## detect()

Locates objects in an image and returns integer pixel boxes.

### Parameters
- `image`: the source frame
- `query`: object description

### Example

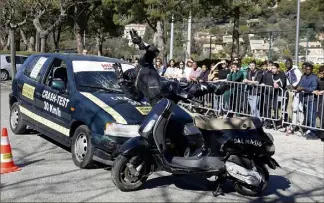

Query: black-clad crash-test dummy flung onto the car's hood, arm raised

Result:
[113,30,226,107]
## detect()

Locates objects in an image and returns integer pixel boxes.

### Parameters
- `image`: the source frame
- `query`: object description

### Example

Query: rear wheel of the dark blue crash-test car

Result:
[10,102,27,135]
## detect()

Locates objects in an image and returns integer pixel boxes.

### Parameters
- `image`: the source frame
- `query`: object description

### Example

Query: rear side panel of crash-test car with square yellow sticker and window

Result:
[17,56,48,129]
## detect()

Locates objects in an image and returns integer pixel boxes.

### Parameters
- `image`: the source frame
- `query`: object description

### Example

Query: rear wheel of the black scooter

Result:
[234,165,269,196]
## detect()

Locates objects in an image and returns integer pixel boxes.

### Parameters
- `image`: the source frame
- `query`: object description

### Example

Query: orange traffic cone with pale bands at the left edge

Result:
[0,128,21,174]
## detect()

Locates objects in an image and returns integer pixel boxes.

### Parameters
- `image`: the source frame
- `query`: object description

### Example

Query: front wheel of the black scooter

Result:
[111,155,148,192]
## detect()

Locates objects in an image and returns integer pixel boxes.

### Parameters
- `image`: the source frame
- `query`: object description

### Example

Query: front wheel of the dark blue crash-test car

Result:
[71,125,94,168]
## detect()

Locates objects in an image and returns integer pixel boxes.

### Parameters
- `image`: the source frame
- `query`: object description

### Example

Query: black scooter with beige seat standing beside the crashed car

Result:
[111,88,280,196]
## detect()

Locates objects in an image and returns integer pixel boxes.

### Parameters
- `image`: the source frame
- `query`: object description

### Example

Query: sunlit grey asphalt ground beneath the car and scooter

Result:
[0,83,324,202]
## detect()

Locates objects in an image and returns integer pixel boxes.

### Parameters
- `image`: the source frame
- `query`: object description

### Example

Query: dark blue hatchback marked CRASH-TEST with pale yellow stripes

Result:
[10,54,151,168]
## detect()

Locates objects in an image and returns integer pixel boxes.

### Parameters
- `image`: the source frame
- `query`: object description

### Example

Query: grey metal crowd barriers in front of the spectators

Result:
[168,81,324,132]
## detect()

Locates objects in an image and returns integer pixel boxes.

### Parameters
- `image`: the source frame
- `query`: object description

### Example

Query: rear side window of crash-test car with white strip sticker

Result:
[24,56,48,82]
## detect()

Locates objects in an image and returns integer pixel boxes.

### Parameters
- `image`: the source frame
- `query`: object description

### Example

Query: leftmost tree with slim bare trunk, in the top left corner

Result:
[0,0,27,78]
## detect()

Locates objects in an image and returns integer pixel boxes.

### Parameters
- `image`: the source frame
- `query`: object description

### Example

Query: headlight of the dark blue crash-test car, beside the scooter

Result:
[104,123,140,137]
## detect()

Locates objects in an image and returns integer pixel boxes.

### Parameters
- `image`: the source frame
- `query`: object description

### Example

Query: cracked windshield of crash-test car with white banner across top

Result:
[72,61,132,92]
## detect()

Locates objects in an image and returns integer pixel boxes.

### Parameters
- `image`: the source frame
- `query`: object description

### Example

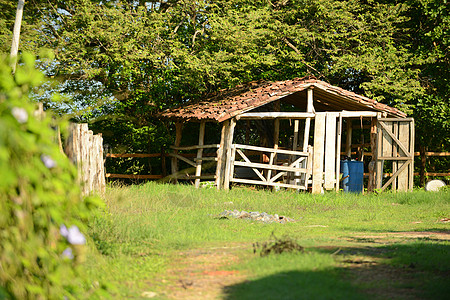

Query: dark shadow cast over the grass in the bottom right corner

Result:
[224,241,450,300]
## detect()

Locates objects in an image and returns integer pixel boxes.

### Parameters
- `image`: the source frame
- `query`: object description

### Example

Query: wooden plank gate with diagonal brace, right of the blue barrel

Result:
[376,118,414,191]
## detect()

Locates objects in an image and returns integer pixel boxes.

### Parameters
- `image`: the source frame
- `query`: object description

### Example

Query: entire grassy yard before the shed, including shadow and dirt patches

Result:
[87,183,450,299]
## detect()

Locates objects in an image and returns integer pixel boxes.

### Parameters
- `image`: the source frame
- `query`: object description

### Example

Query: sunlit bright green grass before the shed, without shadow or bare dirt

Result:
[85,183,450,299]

**YOUR INSTRUCTIONS:** Where a line above contains the word "bare", copy that line.

**YOUR SOLUTION:**
Query: leftmost tree with slim bare trunk, in the top left corner
Query: sunlit bright green grass before the shed, without shadow or bare dirt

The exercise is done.